Not For Publication in West's Federal Reporter
Citation Limited Pursuant to 1st Cir. Loc. R. 32.3
United States Court of Appeals
For the First Circuit
No. 06-1799
MIGUEL PUNSODA-DÍAZ,
Plaintiff, Appellant,
v.
FORD MOTOR COMPANY,
Defendant, Appellee.
ON APPEAL FROM THE UNITED STATES DISTRICT COURT
FOR THE DISTRICT OF PUERTO RICO
[Hon. Justo Arenas, Chief U.S. Magistrate Judge]
Before
Torruella, Circuit Judge,
Baldock * and Stahl, Senior Circuit Judges.
Jorge M. Suro-Ballester on brief for appellant.
Carlos A. Steffens, with whom Manuel A. Guzmán
was on brief, for appellee.
January 10, 2007
*
Of the Tenth Circuit, sitting by designation.
BALDOCK, Senior Circuit Judge. The overriding issue in
this diversity case governed by Puerto Rico law is whether
Plaintiff failed to establish a prima facie case of a design
defect in his vehicle’s airbags in light of Defendant’s
admissions that (1) the airbags should not have deployed at
the time of the accident, and (2) such deployment was the
cause of Plaintiff’s injuries. The district court held that
Plaintiff failed to establish a prima facie case and granted
Defendant summary judgment. We exercise jurisdiction under
28 U.S.C. § 1291, and summarily affirm.

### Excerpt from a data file
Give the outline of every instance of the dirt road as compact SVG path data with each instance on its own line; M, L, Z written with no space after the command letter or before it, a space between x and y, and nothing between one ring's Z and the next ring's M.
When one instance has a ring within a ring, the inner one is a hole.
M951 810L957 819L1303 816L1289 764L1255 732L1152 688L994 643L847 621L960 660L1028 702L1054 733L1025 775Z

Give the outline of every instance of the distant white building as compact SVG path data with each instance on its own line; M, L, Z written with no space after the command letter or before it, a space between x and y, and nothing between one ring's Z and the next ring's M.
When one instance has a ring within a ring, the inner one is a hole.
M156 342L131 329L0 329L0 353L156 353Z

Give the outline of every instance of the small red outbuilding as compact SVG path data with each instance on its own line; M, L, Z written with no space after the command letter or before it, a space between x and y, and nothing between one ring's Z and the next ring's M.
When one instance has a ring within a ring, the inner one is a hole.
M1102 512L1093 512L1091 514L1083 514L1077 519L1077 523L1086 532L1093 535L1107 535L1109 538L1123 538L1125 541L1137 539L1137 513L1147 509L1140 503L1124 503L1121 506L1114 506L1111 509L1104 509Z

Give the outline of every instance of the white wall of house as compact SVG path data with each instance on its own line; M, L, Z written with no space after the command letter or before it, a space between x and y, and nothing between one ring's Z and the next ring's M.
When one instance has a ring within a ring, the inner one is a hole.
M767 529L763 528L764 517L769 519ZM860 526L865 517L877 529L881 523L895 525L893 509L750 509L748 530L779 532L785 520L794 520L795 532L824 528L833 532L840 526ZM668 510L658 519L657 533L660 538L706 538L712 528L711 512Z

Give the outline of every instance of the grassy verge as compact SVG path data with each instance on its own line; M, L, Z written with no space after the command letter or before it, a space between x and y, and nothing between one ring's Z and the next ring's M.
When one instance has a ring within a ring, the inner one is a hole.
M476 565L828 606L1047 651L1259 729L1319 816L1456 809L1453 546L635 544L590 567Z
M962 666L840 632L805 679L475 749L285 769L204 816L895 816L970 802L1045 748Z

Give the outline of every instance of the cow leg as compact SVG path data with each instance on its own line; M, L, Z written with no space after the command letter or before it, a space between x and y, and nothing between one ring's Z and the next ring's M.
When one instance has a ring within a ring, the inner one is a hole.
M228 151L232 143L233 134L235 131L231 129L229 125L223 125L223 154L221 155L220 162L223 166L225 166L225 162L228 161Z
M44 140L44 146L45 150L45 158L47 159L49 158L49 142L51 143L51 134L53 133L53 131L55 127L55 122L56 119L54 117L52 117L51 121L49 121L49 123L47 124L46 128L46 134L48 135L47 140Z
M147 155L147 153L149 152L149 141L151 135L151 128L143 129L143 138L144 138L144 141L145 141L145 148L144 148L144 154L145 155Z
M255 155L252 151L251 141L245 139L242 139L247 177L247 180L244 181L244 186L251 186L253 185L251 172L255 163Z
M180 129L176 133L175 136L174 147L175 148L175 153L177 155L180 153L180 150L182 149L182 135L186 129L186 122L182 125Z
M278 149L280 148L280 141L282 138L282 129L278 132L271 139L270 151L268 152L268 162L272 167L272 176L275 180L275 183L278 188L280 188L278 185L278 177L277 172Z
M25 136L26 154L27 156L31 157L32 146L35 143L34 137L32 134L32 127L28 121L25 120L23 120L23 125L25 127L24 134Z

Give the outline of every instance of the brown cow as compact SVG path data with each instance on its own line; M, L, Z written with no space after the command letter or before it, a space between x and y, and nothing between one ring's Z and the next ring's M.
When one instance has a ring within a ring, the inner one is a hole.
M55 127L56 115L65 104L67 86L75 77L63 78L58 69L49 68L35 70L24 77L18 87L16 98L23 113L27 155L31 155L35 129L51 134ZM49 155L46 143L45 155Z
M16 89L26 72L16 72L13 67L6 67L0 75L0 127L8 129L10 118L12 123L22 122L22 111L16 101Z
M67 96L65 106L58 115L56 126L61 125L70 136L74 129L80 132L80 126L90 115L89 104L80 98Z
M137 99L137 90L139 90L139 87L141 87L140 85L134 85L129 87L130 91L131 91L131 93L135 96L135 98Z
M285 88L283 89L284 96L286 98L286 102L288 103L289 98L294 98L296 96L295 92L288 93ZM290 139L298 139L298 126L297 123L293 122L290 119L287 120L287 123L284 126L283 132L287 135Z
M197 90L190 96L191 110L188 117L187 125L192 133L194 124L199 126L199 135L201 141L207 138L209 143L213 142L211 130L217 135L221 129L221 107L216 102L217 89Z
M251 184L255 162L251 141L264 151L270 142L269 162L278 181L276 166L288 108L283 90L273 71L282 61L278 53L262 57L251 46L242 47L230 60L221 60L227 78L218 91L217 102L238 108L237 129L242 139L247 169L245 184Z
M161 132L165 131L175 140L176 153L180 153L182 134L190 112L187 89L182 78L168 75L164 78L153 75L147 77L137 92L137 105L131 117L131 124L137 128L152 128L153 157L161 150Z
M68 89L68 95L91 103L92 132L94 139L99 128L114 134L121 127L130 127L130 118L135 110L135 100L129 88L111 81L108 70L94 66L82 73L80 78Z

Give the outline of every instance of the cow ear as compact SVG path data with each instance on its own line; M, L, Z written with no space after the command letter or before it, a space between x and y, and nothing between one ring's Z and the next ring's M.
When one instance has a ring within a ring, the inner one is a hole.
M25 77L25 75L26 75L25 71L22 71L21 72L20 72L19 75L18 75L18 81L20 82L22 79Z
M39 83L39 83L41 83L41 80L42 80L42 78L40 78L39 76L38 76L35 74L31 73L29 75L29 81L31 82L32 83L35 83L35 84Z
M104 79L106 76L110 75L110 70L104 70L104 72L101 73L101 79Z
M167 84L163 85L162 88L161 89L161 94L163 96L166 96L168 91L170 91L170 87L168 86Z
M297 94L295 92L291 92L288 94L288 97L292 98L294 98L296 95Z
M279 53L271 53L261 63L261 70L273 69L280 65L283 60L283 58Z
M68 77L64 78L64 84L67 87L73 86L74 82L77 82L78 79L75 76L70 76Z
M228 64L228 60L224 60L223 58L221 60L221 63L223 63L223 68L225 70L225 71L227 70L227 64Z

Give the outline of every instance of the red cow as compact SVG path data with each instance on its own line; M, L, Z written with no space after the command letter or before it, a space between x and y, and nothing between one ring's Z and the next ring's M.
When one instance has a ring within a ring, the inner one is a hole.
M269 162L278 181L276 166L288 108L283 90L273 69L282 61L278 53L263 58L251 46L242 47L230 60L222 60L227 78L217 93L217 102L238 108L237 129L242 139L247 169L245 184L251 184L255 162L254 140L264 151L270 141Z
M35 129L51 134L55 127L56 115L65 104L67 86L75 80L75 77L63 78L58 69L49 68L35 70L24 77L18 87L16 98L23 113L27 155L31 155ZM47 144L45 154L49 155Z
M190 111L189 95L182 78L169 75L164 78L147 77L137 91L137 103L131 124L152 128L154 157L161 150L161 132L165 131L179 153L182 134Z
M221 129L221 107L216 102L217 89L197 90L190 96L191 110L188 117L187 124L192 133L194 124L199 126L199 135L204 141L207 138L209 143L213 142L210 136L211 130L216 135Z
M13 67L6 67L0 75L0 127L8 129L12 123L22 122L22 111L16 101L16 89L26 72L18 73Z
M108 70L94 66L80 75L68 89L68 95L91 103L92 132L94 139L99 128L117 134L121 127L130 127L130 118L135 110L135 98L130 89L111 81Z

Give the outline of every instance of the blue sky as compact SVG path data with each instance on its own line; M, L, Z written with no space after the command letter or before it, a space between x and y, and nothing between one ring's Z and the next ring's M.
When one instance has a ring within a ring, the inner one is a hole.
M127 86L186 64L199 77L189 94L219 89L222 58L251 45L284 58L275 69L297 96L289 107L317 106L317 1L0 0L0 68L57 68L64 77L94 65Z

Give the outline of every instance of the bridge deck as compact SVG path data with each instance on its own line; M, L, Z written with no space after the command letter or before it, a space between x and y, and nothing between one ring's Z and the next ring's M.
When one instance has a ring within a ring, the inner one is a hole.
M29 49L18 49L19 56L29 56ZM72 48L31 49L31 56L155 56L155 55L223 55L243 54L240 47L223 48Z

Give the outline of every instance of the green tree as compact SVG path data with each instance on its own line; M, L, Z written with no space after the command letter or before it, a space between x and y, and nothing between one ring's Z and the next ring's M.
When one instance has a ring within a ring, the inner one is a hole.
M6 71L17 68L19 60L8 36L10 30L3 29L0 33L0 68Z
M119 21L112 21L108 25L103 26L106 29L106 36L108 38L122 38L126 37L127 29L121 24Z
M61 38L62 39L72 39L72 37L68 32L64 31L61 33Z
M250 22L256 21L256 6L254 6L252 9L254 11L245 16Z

### Your tasks
[1] Summarize the court opinion in two sentences.
[2] Please copy, word for word, the part of the records that opens with the line containing "Give the outline of every instance of the grassy" and closes with the line containing "M962 666L840 632L805", including both of those lines.
The text and the records have no connection to each other.

### Responses to the tasks
[1] In Miguel Punsoda-Díaz's appeal against Ford Motor Company from the District of Puerto Rico, the First Circuit considered whether he failed to establish a prima facie case of a design defect in his vehicle's airbags, given Ford's admissions that the airbags should not have deployed at the time of the accident and that their deployment caused his injuries. The district court had held that he failed to establish such a case and granted Ford summary judgment, and the appeals court summarily affirmed.

[2]
Give the outline of every instance of the grassy verge as compact SVG path data with each instance on its own line; M, L, Z written with no space after the command letter or before it, a space between x and y, and nothing between one ring's Z and the next ring's M.
When one instance has a ring within a ring, the inner one is a hole.
M476 565L828 606L1047 651L1259 729L1319 816L1456 809L1453 546L635 544L590 567Z
M962 666L840 632L805 679L475 749L285 769L204 816L895 816L970 802L1045 748Z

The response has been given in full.